#### Problems to work on:
1. Copy the diphtheria article beginning with "Speaking on the" and stopping after "sneezing, he noted.", and swap "prisons" for "correctional facilities".
2. Write the next part of the news report on the diphtheria outbreak at Pollsmoor prison, carrying on after its last sentence.

#### Document extract:
===

By Ragheema Mclean
The Western Cape Health Department has reassured the public that there is no cause for panic in the wake of the recent Diphtheria outbreak at Pollsmoor prison.
This comes as a 19-year-old inmate died on Sunday after experiencing symptoms of the infection a week earlier. Eight more inmates are said to have tested positive, with only two experiencing mild symptoms.
According to the National Health Department, Diphtheria is an uncommon disease caused by a bacteria called Corynebacterium Diphtheria. The bacterium usually affects the mucous membranes of the nose and throat, causing respiratory and skin infections.
Speaking on the VOC Breakfast show on Tuesday, Health Department spokesperson Foster Mohale emphasized that while Diphtheria is considered an uncommon disease, it remains preventable and manageable through proper treatment protocols.
Mohale noted that the prevalence of such contagious diseases in prisons often poses a particular risk, especially among younger inmates.
The bacteria spreads from person to person, usually through respiratory droplets from coughing or sneezing, he noted.

===

Entries taken from a collection:
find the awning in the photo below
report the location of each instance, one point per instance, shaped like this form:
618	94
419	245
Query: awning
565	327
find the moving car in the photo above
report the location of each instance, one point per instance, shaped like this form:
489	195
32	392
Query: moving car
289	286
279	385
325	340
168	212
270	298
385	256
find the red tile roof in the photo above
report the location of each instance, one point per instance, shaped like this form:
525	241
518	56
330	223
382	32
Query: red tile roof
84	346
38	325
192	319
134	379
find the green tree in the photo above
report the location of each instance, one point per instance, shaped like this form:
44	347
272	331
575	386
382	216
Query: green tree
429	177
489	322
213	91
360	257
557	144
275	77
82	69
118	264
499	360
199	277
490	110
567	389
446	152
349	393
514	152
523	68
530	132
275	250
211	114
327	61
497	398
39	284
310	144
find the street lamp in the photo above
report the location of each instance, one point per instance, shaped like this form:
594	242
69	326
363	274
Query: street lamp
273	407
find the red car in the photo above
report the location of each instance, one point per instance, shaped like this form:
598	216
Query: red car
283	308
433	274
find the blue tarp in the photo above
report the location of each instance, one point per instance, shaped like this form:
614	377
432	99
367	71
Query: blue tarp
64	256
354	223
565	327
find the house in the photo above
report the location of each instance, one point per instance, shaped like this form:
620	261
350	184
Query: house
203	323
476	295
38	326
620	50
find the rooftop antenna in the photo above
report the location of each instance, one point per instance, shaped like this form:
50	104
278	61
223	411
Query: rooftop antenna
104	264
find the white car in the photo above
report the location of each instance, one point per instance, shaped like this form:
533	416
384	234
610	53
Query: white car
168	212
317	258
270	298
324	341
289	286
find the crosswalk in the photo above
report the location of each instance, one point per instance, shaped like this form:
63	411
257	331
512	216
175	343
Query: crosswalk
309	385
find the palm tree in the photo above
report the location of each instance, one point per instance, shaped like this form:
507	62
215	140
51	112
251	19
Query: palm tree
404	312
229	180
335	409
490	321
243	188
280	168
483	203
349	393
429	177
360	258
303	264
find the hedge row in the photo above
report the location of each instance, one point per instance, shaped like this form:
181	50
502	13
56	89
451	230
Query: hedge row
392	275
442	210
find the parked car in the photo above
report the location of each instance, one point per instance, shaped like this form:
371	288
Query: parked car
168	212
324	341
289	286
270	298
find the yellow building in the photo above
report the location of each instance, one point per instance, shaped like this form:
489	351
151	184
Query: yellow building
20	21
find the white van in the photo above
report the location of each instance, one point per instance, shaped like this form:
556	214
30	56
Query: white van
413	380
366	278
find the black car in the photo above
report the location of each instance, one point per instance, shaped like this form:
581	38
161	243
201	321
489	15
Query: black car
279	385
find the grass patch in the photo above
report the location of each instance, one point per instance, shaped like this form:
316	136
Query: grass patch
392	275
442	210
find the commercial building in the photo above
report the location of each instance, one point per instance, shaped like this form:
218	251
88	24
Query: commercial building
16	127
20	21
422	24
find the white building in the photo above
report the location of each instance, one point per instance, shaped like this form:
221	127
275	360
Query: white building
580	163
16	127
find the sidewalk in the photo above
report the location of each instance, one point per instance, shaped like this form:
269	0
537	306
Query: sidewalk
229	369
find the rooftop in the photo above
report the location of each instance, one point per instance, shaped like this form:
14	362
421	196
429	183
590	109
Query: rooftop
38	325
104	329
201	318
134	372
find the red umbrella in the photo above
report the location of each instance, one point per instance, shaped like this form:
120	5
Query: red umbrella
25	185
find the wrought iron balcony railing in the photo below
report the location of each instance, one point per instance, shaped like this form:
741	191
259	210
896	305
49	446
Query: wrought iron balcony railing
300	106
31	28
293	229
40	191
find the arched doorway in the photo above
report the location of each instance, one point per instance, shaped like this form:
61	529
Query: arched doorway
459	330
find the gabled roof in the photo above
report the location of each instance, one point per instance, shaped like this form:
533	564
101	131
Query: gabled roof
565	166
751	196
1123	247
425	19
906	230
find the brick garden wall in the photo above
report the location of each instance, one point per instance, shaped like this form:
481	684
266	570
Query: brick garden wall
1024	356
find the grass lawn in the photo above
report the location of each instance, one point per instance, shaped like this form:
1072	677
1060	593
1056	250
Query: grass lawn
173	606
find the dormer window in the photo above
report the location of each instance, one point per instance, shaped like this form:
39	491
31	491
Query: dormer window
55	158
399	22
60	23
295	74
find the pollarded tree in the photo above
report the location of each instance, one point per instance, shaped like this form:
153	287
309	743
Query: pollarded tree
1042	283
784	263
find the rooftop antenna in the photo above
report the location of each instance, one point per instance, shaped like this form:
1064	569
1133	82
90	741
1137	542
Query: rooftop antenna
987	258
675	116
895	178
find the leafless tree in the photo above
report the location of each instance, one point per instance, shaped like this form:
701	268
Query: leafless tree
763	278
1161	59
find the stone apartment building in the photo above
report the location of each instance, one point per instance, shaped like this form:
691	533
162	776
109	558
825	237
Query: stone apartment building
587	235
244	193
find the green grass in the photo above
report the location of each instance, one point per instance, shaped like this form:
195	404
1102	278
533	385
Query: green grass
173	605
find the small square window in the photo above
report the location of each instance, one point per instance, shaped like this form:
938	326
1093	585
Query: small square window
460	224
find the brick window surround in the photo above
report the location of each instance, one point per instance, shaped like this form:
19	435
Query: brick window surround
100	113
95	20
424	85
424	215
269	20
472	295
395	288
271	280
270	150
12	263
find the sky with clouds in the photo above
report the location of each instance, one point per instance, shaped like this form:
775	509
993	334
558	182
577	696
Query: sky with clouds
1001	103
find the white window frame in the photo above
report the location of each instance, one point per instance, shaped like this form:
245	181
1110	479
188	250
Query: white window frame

===

#### Task-by-task results:
1.
Speaking on the VOC Breakfast show on Tuesday, Health Department spokesperson Foster Mohale emphasized that while Diphtheria is considered an uncommon disease, it remains preventable and manageable through proper treatment protocols.
Mohale noted that the prevalence of such contagious diseases in correctional facilities often poses a particular risk, especially among younger inmates.
The bacteria spreads from person to person, usually through respiratory droplets from coughing or sneezing, he noted.

2.
“Diphtheria spreads similarly to Covid-19 and other respiratory diseases, primarily through coughing and sneezing when an infected individual fails to cover their mouth.”
Mohale said that the symptoms of Diphtheria often include a sore throat with the formation of a membrane on the tonsil and throat and swollen glands in the front of the neck.
“Anyone experiencing any of these symptoms are strongly urged to seek immediate medical attention to ensure timely diagnosis and treatment,” he continued.
Furthermore, to mitigate the spread of the disease within Pollsmoor Prison, health officials have commenced a vaccination drive targeting both inmates and staff members.
Healthcare workers have also been urged to maintain a high index of suspicion in order to ensure that cases are detected early, while all individuals are reminded of the importance of ensuring that they and their families are up to date with their vaccinations.